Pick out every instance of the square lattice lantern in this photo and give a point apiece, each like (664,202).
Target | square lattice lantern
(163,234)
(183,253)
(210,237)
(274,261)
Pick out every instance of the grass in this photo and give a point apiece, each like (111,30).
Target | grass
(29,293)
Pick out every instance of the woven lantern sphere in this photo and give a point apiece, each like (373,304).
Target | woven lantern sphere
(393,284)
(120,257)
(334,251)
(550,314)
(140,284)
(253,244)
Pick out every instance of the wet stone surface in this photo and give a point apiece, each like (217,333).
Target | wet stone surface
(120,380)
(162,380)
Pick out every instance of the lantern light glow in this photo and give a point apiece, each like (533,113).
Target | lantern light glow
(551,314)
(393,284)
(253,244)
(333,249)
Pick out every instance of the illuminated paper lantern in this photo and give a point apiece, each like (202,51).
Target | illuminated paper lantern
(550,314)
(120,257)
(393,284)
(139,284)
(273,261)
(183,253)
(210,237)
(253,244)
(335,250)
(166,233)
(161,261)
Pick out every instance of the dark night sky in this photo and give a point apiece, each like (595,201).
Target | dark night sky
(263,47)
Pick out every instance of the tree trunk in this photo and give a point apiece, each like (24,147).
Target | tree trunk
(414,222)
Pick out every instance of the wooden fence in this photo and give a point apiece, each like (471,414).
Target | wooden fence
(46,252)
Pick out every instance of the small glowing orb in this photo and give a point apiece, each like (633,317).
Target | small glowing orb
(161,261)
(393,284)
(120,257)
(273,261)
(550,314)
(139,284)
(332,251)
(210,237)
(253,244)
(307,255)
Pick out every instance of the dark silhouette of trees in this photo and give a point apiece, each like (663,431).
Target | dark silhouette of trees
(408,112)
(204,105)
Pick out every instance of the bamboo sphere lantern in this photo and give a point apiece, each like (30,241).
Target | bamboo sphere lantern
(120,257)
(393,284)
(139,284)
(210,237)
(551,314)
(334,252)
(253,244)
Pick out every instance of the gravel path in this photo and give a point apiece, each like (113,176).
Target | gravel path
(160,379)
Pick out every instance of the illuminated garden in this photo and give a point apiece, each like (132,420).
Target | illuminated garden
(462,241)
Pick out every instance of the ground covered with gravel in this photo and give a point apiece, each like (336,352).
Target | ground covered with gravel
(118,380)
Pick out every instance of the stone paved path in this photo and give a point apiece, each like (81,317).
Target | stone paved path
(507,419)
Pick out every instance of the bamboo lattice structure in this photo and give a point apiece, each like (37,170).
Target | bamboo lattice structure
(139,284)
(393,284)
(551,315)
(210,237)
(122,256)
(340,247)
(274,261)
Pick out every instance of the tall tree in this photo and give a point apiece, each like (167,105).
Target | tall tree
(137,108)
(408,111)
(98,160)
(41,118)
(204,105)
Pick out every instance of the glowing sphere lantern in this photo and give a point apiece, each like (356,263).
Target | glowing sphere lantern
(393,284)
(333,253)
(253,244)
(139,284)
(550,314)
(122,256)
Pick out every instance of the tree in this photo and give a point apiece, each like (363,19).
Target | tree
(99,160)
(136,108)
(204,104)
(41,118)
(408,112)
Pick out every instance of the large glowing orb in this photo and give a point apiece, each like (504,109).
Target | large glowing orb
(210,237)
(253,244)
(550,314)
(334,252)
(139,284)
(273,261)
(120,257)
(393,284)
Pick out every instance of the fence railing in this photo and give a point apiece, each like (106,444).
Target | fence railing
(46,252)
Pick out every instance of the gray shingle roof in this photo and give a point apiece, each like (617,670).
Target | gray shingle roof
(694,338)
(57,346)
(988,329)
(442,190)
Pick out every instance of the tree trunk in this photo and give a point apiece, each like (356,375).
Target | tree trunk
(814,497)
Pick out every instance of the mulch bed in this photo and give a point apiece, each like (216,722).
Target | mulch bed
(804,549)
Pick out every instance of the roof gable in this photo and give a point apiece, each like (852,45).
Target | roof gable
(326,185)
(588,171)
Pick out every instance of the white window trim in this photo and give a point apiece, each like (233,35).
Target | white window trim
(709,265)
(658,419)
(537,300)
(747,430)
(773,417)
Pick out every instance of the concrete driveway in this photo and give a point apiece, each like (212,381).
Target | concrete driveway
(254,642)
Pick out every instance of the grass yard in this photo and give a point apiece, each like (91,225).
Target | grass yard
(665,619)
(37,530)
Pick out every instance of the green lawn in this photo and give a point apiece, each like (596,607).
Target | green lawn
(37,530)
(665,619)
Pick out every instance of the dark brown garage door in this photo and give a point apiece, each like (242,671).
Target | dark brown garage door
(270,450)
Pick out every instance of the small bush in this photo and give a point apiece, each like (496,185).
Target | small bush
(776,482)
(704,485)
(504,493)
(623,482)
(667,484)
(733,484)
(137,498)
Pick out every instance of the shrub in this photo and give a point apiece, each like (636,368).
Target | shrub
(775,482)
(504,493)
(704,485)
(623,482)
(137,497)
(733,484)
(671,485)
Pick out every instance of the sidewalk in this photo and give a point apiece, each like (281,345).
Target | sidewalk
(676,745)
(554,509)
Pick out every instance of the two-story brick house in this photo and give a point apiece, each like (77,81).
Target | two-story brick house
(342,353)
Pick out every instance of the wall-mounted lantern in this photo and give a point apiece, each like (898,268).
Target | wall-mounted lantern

## Requirement
Repeat each record exactly, leaving nothing out.

## Reply to the exercise
Pick out every instance of the square lattice lantern in this photo and give a point apiece, each like (664,202).
Target | square lattice lantern
(163,234)
(183,253)
(210,237)
(274,261)
Pick out every instance of the grass in this photo and give a point apiece, each like (111,30).
Target | grass
(29,293)
Pick out every instance of the woven lantern sphere in this photo and give a point apiece, each like (373,304).
Target | woven lantern sphere
(393,284)
(120,257)
(334,251)
(550,314)
(140,284)
(253,244)
Pick out every instance of the wet stone surface in this photo and give a point apiece, each like (217,333).
Target | wet stone surface
(120,380)
(162,380)
Pick out every instance of the lantern light glow in this photo and give a point apiece, each like (533,113).
Target | lantern light glow
(551,314)
(393,284)
(253,244)
(333,249)
Pick out every instance of the illuminated paper lantern in this photo and give a point apiece, each like (202,51).
Target | illuminated paper lantern
(550,314)
(120,257)
(393,284)
(139,284)
(273,261)
(183,253)
(210,237)
(253,244)
(335,250)
(166,233)
(161,261)
Pick out every instance of the dark night sky in this photo and give a point apiece, each like (595,201).
Target | dark night sky
(263,47)
Pick out every instance of the tree trunk in this photo and give a point apiece, each like (24,147).
Target | tree trunk
(414,222)
Pick out every instance of the wooden fence in this photo and give a point apiece, each like (471,414).
Target | wooden fence
(46,252)
Pick out every instance of the small glowing orb in this photo and give a point apiece, each like (633,317).
Target | small glowing orb
(161,261)
(393,284)
(120,257)
(273,261)
(550,314)
(139,284)
(332,251)
(210,237)
(253,244)
(307,255)
Pick out every instance of the dark silhouette of trees in this photo and give a point apiece, each like (663,431).
Target | dark silhouette of trees
(408,112)
(204,105)
Pick out every instance of the bamboo sphere lantern in this photo and give a point apiece, each like (30,241).
Target | bamboo sphere lantern
(120,257)
(393,284)
(139,284)
(210,237)
(551,314)
(334,252)
(253,244)
Pick out every instance of the gravel path in this photo and give a point apiece, each like (113,176).
Target | gravel path
(160,379)
Pick out every instance of the illuminated garden in this photo and give a point apiece, each like (132,420).
Target | illuminated garden
(462,241)
Pick out every instance of the ground covered with gravel in this photo and give a point apiece, each like (336,352).
Target | ground covered with gravel
(118,380)
Pick out every instance of the stone paved path in this photo and give a point apiece, each like (81,317).
Target | stone paved path
(507,419)
Pick out every instance of the bamboo lattice structure in this photo and give a point apiece, each like (37,170).
Target | bamboo lattice structure
(139,284)
(393,284)
(551,315)
(210,237)
(122,256)
(340,247)
(274,261)
Pick out every instance of the tall tree in this photo and give a point apiece, each like (167,105).
Target | tall tree
(137,108)
(408,111)
(98,160)
(41,118)
(204,105)
Pick out every instance of the glowing sphere lantern in this photo and give a point apiece, each like (356,263).
Target | glowing sphere lantern
(393,284)
(333,253)
(253,244)
(139,284)
(550,314)
(122,256)
Pick out every instance of the tree in this photo and give a point apiece, each like (363,19).
Target | tree
(99,160)
(136,108)
(204,104)
(41,118)
(408,112)
Pick out every instance of the large glowing orb in this photo and give a point apiece, each like (504,109).
Target | large glowing orb
(210,237)
(253,244)
(550,314)
(334,252)
(139,284)
(273,261)
(120,257)
(393,284)
Pick out every instance of the fence railing in this photo and give a point apiece, each like (106,444).
Target | fence railing
(46,252)
Pick out every instance of the gray shingle roof in this photo and give a point apiece, each like (617,670).
Target | gray shingle roof
(694,338)
(57,346)
(988,329)
(442,190)
Pick out every instance of the tree trunk in this photo and give a point apiece, each like (356,375).
Target | tree trunk
(814,497)
Pick out every instance of the mulch bed in this photo and give a point apiece, each like (216,722).
Target | mulch bed
(804,549)
Pick out every instance of the roof gable in this photo and give a point apiece, each like (852,45).
Target | roof gable
(326,185)
(588,171)
Pick out every instance of the white window trim in this photo and give a point apiece, each like (233,35).
Target | white window trim
(709,265)
(658,419)
(537,300)
(747,430)
(773,417)
Pick out every instance of the concrete driveway in this photo and give a point apiece, each like (212,381).
Target | concrete driveway
(254,642)
Pick out every instance of the grass yard in this photo and give a point apiece, each like (91,225).
Target | grass yard
(665,619)
(37,530)
Pick out every instance of the green lawn in this photo and give a point apiece, each like (596,607).
Target | green lawn
(37,530)
(665,619)
Pick out every instance of the dark brown garage door in this photo and give a point apiece, each like (242,671).
Target | dark brown garage door
(270,450)
Pick out every instance of the small bush in this photo and give a point apiece, each like (496,185).
Target | small bush
(776,482)
(704,485)
(504,493)
(623,482)
(667,484)
(733,484)
(137,498)
Pick out every instance of the shrub in this photo and give a point apiece, each like (636,368).
Target | shrub
(775,482)
(504,493)
(704,485)
(623,482)
(137,497)
(733,484)
(671,485)
Pick out every instance of the sidewalk in this photo and give a point apiece, each like (281,345).
Target | sidewalk
(676,745)
(554,509)
Pick out every instance of the two-story brick house in this photo and give a point apiece, each like (77,81).
Target | two-story brick house
(342,353)
Pick out every instance of the wall-mounted lantern in this photo and give a point apiece, each like (898,268).
Target | wall-mounted lantern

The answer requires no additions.